### Problem description
Could you collect every line in the items below that contains the string "dark", counting only matches with the same capitalization?

### Records supplied
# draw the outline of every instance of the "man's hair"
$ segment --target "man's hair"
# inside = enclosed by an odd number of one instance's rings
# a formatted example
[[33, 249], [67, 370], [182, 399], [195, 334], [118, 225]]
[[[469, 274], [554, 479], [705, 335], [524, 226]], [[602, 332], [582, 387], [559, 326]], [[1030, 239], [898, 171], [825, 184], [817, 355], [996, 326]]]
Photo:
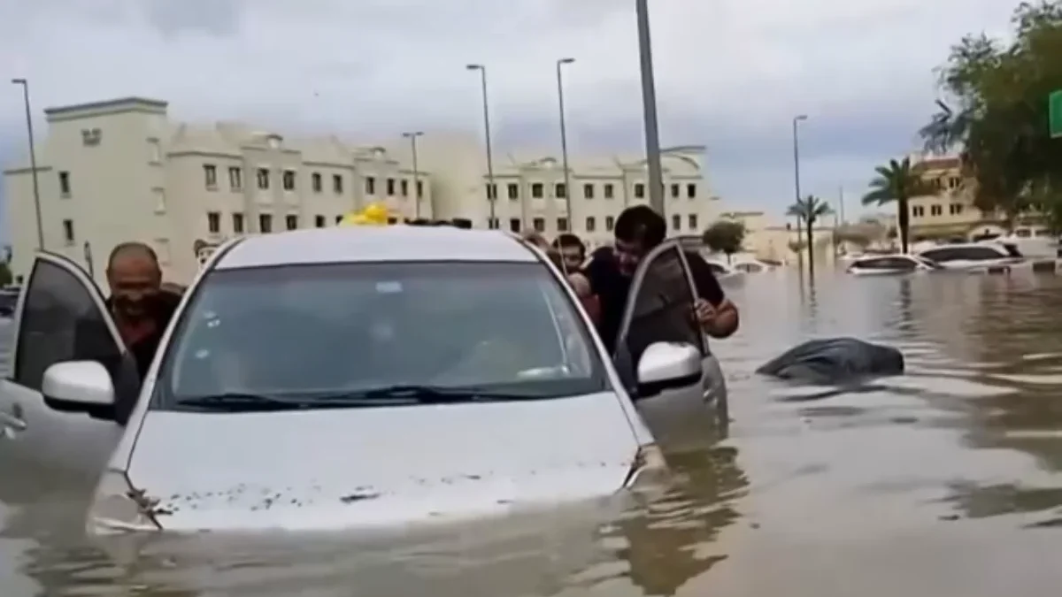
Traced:
[[110, 251], [110, 255], [107, 257], [107, 270], [110, 270], [110, 268], [114, 267], [115, 261], [117, 261], [119, 257], [125, 257], [126, 255], [140, 255], [142, 257], [147, 257], [152, 263], [155, 265], [156, 268], [158, 267], [158, 255], [155, 253], [154, 249], [143, 242], [131, 241], [119, 243]]
[[567, 249], [568, 246], [576, 246], [579, 249], [579, 254], [583, 257], [586, 256], [586, 245], [580, 238], [571, 233], [564, 233], [553, 240], [553, 249], [558, 251], [562, 249]]
[[648, 205], [628, 207], [616, 218], [617, 240], [637, 242], [648, 251], [664, 242], [666, 236], [667, 222]]

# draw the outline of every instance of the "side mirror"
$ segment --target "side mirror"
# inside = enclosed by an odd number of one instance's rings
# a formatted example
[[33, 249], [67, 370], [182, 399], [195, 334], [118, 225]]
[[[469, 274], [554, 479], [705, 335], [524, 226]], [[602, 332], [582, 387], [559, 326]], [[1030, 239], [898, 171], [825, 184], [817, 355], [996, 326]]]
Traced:
[[96, 361], [66, 361], [49, 366], [40, 393], [58, 410], [86, 411], [115, 404], [110, 374]]
[[701, 352], [696, 346], [655, 342], [638, 361], [638, 394], [652, 396], [663, 390], [690, 386], [699, 382], [703, 374]]

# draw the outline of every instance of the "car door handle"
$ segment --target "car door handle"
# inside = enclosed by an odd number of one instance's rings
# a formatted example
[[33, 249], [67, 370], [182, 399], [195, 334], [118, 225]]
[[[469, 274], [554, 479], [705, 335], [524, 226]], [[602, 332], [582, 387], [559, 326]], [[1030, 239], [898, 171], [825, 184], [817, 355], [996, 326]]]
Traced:
[[0, 425], [3, 425], [14, 431], [24, 431], [27, 427], [25, 421], [2, 411], [0, 411]]

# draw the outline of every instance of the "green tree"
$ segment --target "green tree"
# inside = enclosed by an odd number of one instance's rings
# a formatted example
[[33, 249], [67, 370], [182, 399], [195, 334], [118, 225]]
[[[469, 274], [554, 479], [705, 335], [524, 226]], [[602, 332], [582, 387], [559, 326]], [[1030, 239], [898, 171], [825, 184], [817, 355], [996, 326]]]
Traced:
[[896, 225], [900, 228], [900, 248], [907, 253], [910, 240], [911, 212], [908, 203], [912, 198], [935, 194], [937, 189], [911, 167], [911, 160], [889, 160], [888, 166], [878, 166], [877, 173], [870, 182], [870, 191], [862, 198], [863, 205], [886, 205], [896, 202]]
[[967, 35], [952, 48], [946, 101], [920, 132], [928, 150], [960, 150], [975, 205], [1008, 227], [1029, 207], [1049, 222], [1062, 210], [1062, 142], [1047, 125], [1047, 97], [1062, 89], [1062, 0], [1023, 2], [1011, 25], [1009, 41]]
[[804, 234], [807, 235], [807, 241], [804, 244], [807, 246], [808, 275], [815, 275], [815, 224], [820, 218], [833, 212], [834, 210], [829, 208], [828, 203], [813, 194], [798, 199], [796, 203], [790, 205], [789, 209], [786, 210], [786, 216], [796, 218], [799, 222], [804, 223]]
[[741, 251], [744, 243], [744, 224], [734, 220], [718, 220], [705, 228], [701, 242], [708, 249], [726, 255], [726, 261], [730, 262], [731, 255]]

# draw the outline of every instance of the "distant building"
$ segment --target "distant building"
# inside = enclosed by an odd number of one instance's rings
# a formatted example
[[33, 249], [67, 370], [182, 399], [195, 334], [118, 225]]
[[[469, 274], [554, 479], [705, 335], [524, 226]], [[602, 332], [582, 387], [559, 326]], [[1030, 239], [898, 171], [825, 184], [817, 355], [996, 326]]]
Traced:
[[[112, 248], [141, 240], [168, 278], [187, 283], [204, 246], [240, 235], [335, 225], [344, 214], [384, 202], [396, 217], [455, 219], [475, 227], [573, 232], [611, 241], [623, 207], [648, 203], [638, 157], [550, 152], [494, 155], [473, 133], [428, 133], [412, 147], [395, 139], [350, 144], [335, 136], [294, 138], [242, 123], [171, 120], [165, 101], [126, 98], [48, 108], [37, 144], [45, 248], [88, 266], [102, 282]], [[704, 148], [664, 150], [668, 226], [700, 234], [716, 198], [704, 181]], [[4, 171], [12, 269], [25, 274], [37, 246], [28, 156]], [[571, 214], [565, 198], [571, 195]], [[494, 217], [491, 217], [491, 205]], [[87, 261], [91, 261], [88, 263]]]

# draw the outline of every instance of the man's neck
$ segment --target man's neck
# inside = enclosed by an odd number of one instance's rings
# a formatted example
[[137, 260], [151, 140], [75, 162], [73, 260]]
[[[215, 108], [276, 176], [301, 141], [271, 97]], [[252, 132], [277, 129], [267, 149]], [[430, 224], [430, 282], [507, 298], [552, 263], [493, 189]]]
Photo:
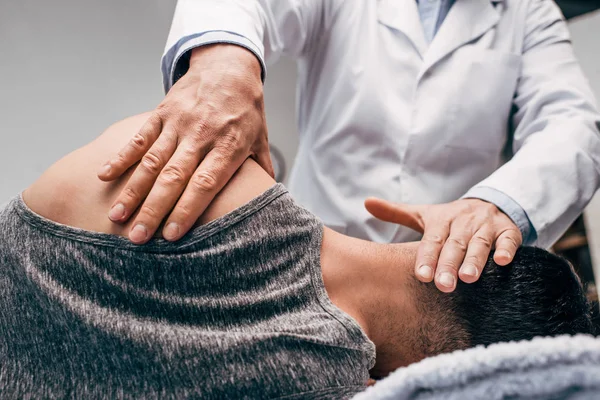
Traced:
[[411, 327], [417, 322], [411, 289], [417, 246], [367, 242], [327, 228], [323, 234], [321, 267], [327, 293], [375, 343], [378, 364], [414, 361], [409, 347]]

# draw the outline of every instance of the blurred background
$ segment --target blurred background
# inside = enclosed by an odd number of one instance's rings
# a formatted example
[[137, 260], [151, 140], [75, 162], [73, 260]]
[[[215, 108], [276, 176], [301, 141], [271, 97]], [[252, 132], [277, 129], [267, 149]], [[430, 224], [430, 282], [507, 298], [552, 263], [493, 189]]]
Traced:
[[[0, 0], [0, 204], [108, 125], [162, 99], [160, 57], [176, 0]], [[600, 1], [561, 0], [575, 51], [600, 98]], [[297, 148], [296, 70], [269, 70], [267, 119], [282, 179]], [[555, 246], [593, 288], [600, 196]], [[591, 290], [593, 292], [593, 290]]]

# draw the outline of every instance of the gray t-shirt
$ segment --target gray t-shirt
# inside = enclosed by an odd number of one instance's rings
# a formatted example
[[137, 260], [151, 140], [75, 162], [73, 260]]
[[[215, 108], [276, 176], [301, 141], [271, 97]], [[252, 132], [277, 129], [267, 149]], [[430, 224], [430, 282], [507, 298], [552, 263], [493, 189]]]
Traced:
[[176, 243], [0, 211], [0, 396], [343, 398], [375, 348], [335, 307], [323, 226], [281, 185]]

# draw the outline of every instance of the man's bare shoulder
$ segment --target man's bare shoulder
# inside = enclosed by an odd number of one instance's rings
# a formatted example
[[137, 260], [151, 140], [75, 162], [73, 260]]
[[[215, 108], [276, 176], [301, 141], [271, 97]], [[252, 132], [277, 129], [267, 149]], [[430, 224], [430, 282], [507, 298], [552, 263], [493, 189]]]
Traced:
[[109, 183], [98, 179], [97, 171], [104, 160], [139, 131], [148, 116], [149, 113], [139, 114], [121, 120], [89, 144], [58, 160], [25, 190], [25, 203], [35, 213], [55, 222], [120, 234], [123, 227], [108, 221], [107, 207], [131, 171]]

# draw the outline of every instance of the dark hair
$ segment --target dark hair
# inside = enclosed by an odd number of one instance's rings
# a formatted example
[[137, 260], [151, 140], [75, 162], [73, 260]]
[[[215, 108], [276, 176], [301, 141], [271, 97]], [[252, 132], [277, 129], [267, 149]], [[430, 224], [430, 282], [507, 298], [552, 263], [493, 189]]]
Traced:
[[497, 265], [492, 256], [475, 283], [460, 282], [451, 294], [426, 288], [435, 302], [431, 317], [445, 315], [454, 325], [452, 331], [434, 329], [435, 339], [427, 342], [435, 346], [425, 349], [428, 353], [456, 350], [457, 343], [473, 347], [594, 333], [590, 303], [566, 260], [535, 247], [520, 248], [507, 266]]

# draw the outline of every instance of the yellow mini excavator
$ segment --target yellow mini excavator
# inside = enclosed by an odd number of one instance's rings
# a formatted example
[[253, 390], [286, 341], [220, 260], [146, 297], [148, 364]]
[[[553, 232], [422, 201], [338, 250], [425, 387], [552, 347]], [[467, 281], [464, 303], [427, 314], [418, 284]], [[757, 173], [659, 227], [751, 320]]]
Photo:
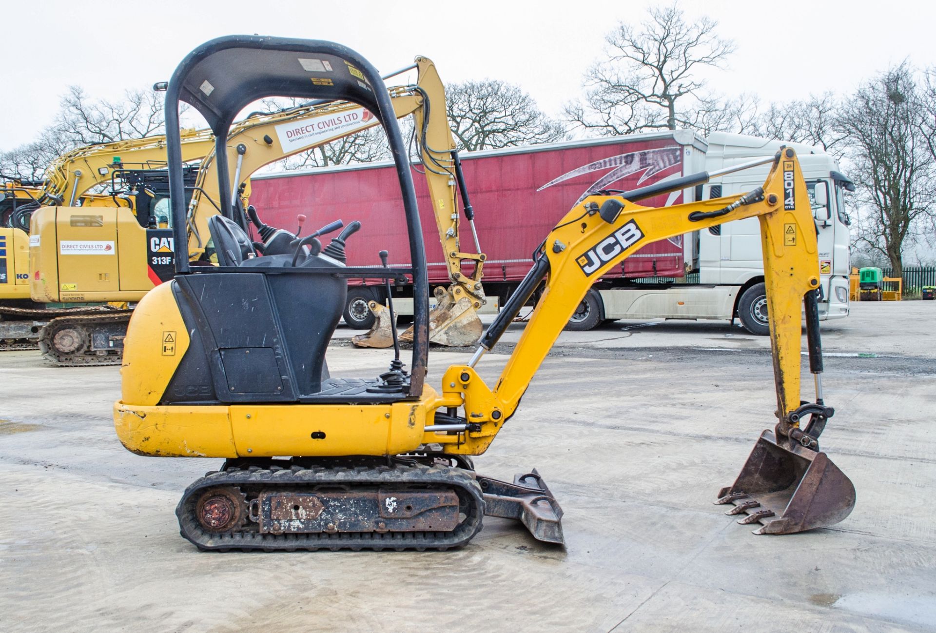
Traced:
[[[603, 273], [649, 242], [749, 217], [759, 218], [763, 235], [779, 421], [758, 439], [719, 502], [733, 504], [729, 513], [746, 513], [742, 523], [761, 523], [765, 534], [848, 516], [855, 489], [818, 446], [833, 410], [820, 382], [815, 228], [792, 149], [577, 203], [544, 236], [530, 272], [471, 361], [450, 366], [436, 390], [424, 381], [429, 286], [410, 166], [392, 100], [373, 66], [354, 51], [325, 41], [231, 36], [185, 57], [166, 96], [177, 243], [185, 239], [181, 102], [224, 139], [241, 109], [271, 95], [355, 102], [386, 129], [402, 198], [388, 213], [402, 212], [409, 236], [412, 267], [404, 272], [415, 287], [413, 353], [408, 368], [397, 346], [379, 375], [327, 377], [326, 346], [348, 280], [390, 279], [400, 270], [343, 263], [355, 223], [324, 248], [317, 238], [340, 222], [285, 252], [256, 257], [231, 219], [230, 183], [222, 179], [224, 213], [209, 220], [221, 265], [190, 266], [179, 258], [172, 281], [143, 298], [127, 331], [122, 395], [114, 405], [117, 434], [135, 453], [226, 460], [185, 490], [176, 510], [182, 535], [199, 549], [445, 550], [467, 543], [486, 515], [519, 520], [536, 538], [563, 542], [562, 509], [535, 470], [499, 481], [476, 473], [470, 456], [483, 453], [516, 413], [563, 327]], [[765, 162], [772, 164], [767, 181], [745, 195], [665, 208], [636, 203]], [[349, 192], [349, 214], [355, 203]], [[387, 253], [379, 256], [386, 262]], [[476, 363], [544, 282], [500, 377], [486, 385]], [[815, 402], [800, 401], [804, 302]]]
[[[395, 116], [414, 117], [418, 158], [432, 195], [452, 280], [447, 288], [436, 291], [439, 305], [431, 316], [431, 339], [443, 345], [474, 345], [482, 331], [476, 310], [485, 302], [480, 284], [484, 255], [464, 253], [460, 247], [456, 184], [463, 179], [446, 118], [442, 81], [432, 62], [424, 57], [392, 75], [412, 68], [417, 70], [417, 83], [389, 88], [388, 96]], [[120, 207], [111, 205], [94, 213], [86, 206], [37, 210], [30, 236], [28, 281], [33, 300], [46, 303], [139, 301], [171, 277], [175, 244], [179, 243], [187, 244], [187, 258], [198, 264], [227, 259], [225, 254], [214, 258], [208, 253], [209, 221], [228, 199], [241, 202], [251, 174], [273, 161], [375, 125], [377, 121], [357, 103], [318, 99], [276, 112], [254, 113], [234, 124], [216, 140], [209, 130], [202, 130], [197, 133], [199, 138], [210, 140], [214, 147], [208, 150], [207, 141], [203, 142], [198, 145], [201, 154], [191, 152], [192, 140], [183, 136], [182, 147], [186, 151], [183, 160], [199, 157], [201, 161], [197, 169], [187, 168], [184, 174], [187, 210], [182, 243], [173, 237], [170, 216], [160, 211], [168, 208], [168, 192], [156, 185], [165, 187], [165, 184], [152, 182], [159, 177], [165, 180], [162, 172], [135, 172], [131, 182], [136, 196], [120, 199], [125, 202]], [[161, 137], [159, 142], [163, 147]], [[219, 174], [227, 177], [219, 179]], [[59, 180], [67, 182], [62, 177]], [[464, 187], [460, 188], [470, 208]], [[78, 189], [76, 186], [73, 192]], [[259, 254], [282, 254], [298, 243], [296, 234], [263, 224], [256, 210], [248, 208], [246, 215], [249, 224], [244, 212], [235, 208], [231, 219], [241, 230], [251, 225], [256, 229]], [[471, 226], [474, 228], [474, 224]], [[464, 261], [471, 262], [470, 271], [462, 269]], [[376, 304], [374, 310], [379, 310]], [[39, 331], [39, 346], [59, 365], [117, 364], [129, 317], [130, 310], [61, 316]], [[356, 337], [357, 341], [364, 346], [389, 345], [386, 316], [378, 323], [384, 326], [382, 330], [375, 328]]]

### Full solution
# draw the outline of every instance of the dark hair
$ segment --target dark hair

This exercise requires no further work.